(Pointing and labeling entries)
========================================

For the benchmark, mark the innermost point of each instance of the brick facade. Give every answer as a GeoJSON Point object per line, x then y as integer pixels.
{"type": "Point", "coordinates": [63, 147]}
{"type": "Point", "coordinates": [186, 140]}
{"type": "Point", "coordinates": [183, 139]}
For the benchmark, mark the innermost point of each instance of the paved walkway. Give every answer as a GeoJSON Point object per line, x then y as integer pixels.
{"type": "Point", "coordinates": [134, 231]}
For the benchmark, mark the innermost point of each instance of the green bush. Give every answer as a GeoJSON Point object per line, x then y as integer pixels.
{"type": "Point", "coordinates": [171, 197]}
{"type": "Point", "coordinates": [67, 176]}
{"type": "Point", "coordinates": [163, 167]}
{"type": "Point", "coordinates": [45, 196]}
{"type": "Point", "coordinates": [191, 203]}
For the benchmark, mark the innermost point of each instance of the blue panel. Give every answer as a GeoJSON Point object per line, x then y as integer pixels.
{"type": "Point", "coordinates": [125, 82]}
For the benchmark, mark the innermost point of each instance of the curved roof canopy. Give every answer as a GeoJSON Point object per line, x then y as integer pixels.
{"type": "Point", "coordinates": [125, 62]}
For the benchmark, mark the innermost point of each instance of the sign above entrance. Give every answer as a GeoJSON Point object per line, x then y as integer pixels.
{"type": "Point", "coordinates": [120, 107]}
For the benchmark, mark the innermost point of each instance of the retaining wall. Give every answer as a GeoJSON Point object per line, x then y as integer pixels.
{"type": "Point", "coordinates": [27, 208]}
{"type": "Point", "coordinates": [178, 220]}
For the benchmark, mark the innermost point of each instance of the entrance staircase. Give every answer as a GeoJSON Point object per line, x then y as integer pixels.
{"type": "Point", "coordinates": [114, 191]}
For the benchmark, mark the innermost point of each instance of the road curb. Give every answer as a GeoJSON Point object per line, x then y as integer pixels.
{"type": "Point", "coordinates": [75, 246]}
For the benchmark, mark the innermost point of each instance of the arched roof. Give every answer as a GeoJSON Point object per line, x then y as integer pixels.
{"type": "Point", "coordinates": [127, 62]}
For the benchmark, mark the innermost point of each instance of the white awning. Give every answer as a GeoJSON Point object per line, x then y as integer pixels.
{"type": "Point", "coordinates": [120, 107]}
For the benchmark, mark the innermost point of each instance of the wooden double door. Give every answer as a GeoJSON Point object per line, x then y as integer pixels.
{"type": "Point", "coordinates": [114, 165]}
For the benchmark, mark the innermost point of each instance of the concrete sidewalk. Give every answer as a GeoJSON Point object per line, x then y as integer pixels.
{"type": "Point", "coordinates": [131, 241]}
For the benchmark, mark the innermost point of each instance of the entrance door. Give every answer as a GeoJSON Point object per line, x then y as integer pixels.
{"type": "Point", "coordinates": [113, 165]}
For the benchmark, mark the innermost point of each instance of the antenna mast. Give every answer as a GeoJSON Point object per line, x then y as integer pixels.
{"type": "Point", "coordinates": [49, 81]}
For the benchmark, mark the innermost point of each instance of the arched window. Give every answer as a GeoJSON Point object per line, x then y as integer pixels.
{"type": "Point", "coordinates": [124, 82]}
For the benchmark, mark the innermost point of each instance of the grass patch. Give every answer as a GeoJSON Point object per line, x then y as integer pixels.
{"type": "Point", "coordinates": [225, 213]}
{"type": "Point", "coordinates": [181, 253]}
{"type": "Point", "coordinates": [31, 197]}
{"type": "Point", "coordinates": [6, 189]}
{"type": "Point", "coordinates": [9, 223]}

========================================

• **SHORT TASK**
Give all the records again. Match them exactly.

• **OUTPUT FOR THIS TASK**
For the benchmark, mark the innermost point of each instance of the brick facade. Give every answer as a GeoJSON Point object per line, x then y as integer pixels.
{"type": "Point", "coordinates": [63, 147]}
{"type": "Point", "coordinates": [186, 140]}
{"type": "Point", "coordinates": [183, 139]}
For the benchmark, mark the innermost point of each instance of the paved walkway. Give every answer as a GeoJSON Point object per line, x then y as integer pixels.
{"type": "Point", "coordinates": [134, 231]}
For the benchmark, mark the innermost point of each instance of the green bush. Give every answer as a GeoJSON Point object per line, x then y as integer pixels.
{"type": "Point", "coordinates": [171, 197]}
{"type": "Point", "coordinates": [67, 176]}
{"type": "Point", "coordinates": [163, 167]}
{"type": "Point", "coordinates": [45, 196]}
{"type": "Point", "coordinates": [191, 203]}
For the benchmark, mark the innermost point of each instance of the blue panel. Give every answer as a GeoJSON Point object per line, x then y as integer pixels.
{"type": "Point", "coordinates": [125, 82]}
For the benchmark, mark the innermost point of each instance of the curved roof canopy. Give every answer as a GeoJSON Point object per line, x then y as integer pixels.
{"type": "Point", "coordinates": [125, 62]}
For the benchmark, mark the innermost point of each instance of the sign above entrance. Give every answer as a GeoJSON Point object per line, x then y as integer pixels.
{"type": "Point", "coordinates": [120, 107]}
For the benchmark, mark the innermost point of each instance of the retaining wall. Give every answer as a GeoJSON Point object per line, x then y as integer pixels.
{"type": "Point", "coordinates": [27, 208]}
{"type": "Point", "coordinates": [178, 220]}
For the benchmark, mark the innermost point of each instance of the entrance staircase. Give every answer as a GeoJSON Point object per line, x then y as integer pixels.
{"type": "Point", "coordinates": [114, 191]}
For the benchmark, mark the innermost point of each instance of the road curb. Give every answer as a GeoJSON Point object per line, x then y as integer pixels.
{"type": "Point", "coordinates": [75, 246]}
For the benchmark, mark the innermost point of each instance of the arched roof. Give every answer as a GeoJSON Point object per line, x then y as integer pixels.
{"type": "Point", "coordinates": [127, 62]}
For the benchmark, mark the innermost point of each instance of the white awning. Give every answer as a GeoJSON Point object per line, x then y as integer pixels.
{"type": "Point", "coordinates": [120, 107]}
For the benchmark, mark the innermost point of each instance of the wooden double door. Give every answer as a GeoJSON Point object per line, x then y as integer pixels.
{"type": "Point", "coordinates": [114, 165]}
For the benchmark, mark the innermost point of each instance of the concrete sidewalk. Give every answer as a GeoJSON Point object per line, x then y as integer pixels.
{"type": "Point", "coordinates": [131, 241]}
For the benchmark, mark the innermost point of each instance of the entrance door. Give every answer as a GeoJSON Point object per line, x then y as integer pixels.
{"type": "Point", "coordinates": [113, 165]}
For the benchmark, mark the innermost point of each instance of the antenna mast. Give every answer as a GeoJSON Point object per line, x then y as integer pixels.
{"type": "Point", "coordinates": [49, 81]}
For the benchmark, mark the innermost point of each instance of the arched window. Give every answer as a GeoJSON Point object per line, x then y as integer pixels.
{"type": "Point", "coordinates": [124, 82]}
For the benchmark, mark the innermost point of each instance of the grass patch. Give every answer as a GeoJSON Point object per line, x then y as integer pixels.
{"type": "Point", "coordinates": [225, 213]}
{"type": "Point", "coordinates": [181, 253]}
{"type": "Point", "coordinates": [31, 197]}
{"type": "Point", "coordinates": [6, 189]}
{"type": "Point", "coordinates": [9, 223]}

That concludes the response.